__WRITTEN INSTRUCTION__: Reproduce the stretch of entries from the line containing "point: mown field" through the end of the entries, requests included, and add -4 to every coordinate in the answers. Leave the pictures out.

§ §

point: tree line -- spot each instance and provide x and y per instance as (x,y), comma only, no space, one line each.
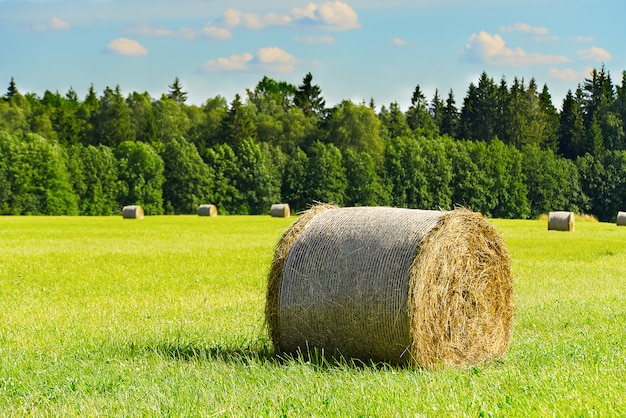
(505,150)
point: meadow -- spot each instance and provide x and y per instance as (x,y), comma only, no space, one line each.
(101,316)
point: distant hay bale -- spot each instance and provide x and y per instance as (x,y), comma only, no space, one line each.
(207,210)
(280,210)
(132,212)
(561,221)
(404,286)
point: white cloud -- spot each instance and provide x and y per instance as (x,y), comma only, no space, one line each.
(492,49)
(277,59)
(565,74)
(399,42)
(315,40)
(54,23)
(271,59)
(128,47)
(335,15)
(217,33)
(595,54)
(339,15)
(587,39)
(58,24)
(232,63)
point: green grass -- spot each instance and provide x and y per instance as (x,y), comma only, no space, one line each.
(164,316)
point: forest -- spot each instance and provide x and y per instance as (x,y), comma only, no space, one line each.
(504,150)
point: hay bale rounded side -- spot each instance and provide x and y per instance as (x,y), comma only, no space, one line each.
(561,221)
(207,210)
(280,210)
(132,212)
(405,286)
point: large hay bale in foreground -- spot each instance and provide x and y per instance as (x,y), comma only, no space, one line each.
(404,286)
(132,212)
(207,210)
(561,221)
(280,210)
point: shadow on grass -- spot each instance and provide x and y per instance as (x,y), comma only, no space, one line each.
(261,352)
(253,352)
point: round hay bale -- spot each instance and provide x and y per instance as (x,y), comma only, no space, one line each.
(561,221)
(132,212)
(404,286)
(280,210)
(207,210)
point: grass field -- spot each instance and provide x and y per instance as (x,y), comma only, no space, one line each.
(101,316)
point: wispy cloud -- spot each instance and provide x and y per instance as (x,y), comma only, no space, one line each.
(277,60)
(539,32)
(315,40)
(595,54)
(214,32)
(585,39)
(399,42)
(270,59)
(491,49)
(232,63)
(183,33)
(335,15)
(54,23)
(128,47)
(565,74)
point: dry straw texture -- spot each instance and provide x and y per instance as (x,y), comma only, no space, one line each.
(421,288)
(561,221)
(280,210)
(207,210)
(132,212)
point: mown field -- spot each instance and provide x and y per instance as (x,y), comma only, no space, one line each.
(101,316)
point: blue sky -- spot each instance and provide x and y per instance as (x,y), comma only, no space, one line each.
(355,49)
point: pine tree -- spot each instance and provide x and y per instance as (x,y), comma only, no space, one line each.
(309,97)
(450,118)
(571,131)
(176,92)
(12,91)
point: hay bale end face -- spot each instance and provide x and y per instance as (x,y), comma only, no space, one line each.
(207,210)
(561,221)
(132,212)
(404,286)
(280,210)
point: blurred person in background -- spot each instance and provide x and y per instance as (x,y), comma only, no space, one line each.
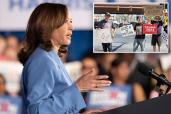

§ §

__SOLUTION TO THIS TASK__:
point: mown field -- spot each instance and provide x and y per instance as (x,y), comma only, no space, one line each.
(97,312)
point: blue sky -- spot each instance and provide x and y per instance as (x,y), comma only, no space, one line each.
(351,45)
point: pine tree -- spot each instance and provide x and y per instance as (x,y), comma only, no space, one line each.
(305,93)
(446,114)
(567,127)
(172,88)
(8,87)
point: hay bale end face -- spot each instance and provide x and y per instance as (x,y), comma only, no space, one line each.
(203,206)
(557,217)
(128,208)
(400,282)
(276,206)
point: blurred person in background -- spot each instance and provide x and y per instance as (x,y), comma only, no space, one line each.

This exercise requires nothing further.